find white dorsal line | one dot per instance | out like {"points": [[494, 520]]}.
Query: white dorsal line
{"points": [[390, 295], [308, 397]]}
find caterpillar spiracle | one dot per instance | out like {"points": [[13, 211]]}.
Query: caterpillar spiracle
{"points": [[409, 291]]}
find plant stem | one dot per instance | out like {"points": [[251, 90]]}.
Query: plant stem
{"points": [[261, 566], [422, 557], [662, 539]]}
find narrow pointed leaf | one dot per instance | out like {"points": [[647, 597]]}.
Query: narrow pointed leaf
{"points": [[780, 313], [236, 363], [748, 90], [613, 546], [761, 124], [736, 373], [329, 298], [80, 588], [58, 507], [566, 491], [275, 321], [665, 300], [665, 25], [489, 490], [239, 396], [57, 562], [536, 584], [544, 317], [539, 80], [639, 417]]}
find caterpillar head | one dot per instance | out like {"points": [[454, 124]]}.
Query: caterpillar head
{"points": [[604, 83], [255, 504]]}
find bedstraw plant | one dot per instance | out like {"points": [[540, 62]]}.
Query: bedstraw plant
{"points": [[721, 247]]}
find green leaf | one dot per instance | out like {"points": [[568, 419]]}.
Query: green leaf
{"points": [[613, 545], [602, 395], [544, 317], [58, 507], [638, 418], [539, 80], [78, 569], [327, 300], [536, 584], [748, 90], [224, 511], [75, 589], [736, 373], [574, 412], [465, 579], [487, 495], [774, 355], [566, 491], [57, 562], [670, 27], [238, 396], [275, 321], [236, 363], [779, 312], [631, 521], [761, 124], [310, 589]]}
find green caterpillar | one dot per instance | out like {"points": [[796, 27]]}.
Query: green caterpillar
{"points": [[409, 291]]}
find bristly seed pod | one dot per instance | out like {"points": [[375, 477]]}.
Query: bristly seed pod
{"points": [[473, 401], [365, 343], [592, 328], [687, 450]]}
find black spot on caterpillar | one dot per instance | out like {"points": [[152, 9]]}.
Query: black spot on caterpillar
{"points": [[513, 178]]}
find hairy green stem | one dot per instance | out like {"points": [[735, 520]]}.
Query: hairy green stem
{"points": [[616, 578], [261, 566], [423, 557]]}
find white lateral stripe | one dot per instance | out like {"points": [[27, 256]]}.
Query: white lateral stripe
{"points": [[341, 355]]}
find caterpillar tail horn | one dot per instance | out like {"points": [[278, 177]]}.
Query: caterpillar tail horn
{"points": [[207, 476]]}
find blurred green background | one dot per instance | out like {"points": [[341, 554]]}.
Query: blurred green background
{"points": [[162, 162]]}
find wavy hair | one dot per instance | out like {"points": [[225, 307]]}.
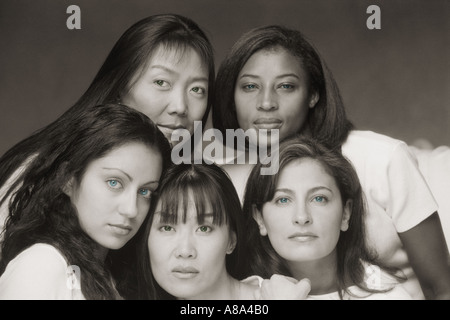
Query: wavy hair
{"points": [[327, 121], [353, 252], [40, 211]]}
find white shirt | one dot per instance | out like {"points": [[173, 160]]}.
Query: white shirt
{"points": [[40, 272]]}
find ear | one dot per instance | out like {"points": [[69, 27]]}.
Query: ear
{"points": [[232, 242], [346, 215], [313, 99], [257, 216], [69, 187]]}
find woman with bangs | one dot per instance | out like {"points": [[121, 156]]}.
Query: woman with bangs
{"points": [[192, 244]]}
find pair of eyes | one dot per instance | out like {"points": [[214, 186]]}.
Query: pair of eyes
{"points": [[253, 86], [116, 184], [318, 199], [201, 229], [165, 84]]}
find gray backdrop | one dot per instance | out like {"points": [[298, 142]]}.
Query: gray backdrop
{"points": [[394, 81]]}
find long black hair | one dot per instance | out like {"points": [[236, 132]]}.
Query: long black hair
{"points": [[127, 58], [327, 121], [209, 185], [40, 211], [353, 252]]}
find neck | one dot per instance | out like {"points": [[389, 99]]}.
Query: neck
{"points": [[322, 273], [226, 288]]}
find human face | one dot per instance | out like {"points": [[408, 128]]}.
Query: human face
{"points": [[113, 196], [304, 219], [172, 90], [271, 92], [188, 259]]}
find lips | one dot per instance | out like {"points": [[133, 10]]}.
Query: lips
{"points": [[303, 236], [268, 123], [185, 272], [120, 229], [170, 126]]}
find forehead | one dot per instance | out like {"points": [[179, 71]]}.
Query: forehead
{"points": [[135, 158], [278, 58], [187, 206], [306, 173], [177, 56]]}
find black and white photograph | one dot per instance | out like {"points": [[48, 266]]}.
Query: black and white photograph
{"points": [[225, 150]]}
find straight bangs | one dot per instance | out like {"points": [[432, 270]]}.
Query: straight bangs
{"points": [[179, 196]]}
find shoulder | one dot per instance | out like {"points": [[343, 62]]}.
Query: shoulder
{"points": [[369, 149], [253, 280], [369, 141], [38, 272]]}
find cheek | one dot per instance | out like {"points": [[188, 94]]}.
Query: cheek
{"points": [[197, 108], [150, 102]]}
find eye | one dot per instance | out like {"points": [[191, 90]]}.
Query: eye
{"points": [[286, 86], [282, 200], [114, 184], [166, 228], [204, 229], [249, 87], [161, 83], [146, 193], [199, 90], [320, 199]]}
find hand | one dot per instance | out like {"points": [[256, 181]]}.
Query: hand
{"points": [[283, 288]]}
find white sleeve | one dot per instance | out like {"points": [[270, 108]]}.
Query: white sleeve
{"points": [[37, 273], [410, 198]]}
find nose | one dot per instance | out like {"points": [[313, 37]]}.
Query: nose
{"points": [[268, 100], [128, 205], [185, 246], [302, 216], [178, 104]]}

++++

ACTION ITEM: Give again exactly, and only, the lines above starting at the one with "Query: caterpillar head" and ending at the one with "find green leaf".

FINISHED TASK:
Query: caterpillar head
{"points": [[604, 83], [255, 504]]}
find bedstraw plant | one dot per instance | out like {"points": [[540, 62]]}.
Query: bedstraw plant
{"points": [[721, 247]]}
find green leaf | one dot per instance | out like {"points": [[568, 419]]}.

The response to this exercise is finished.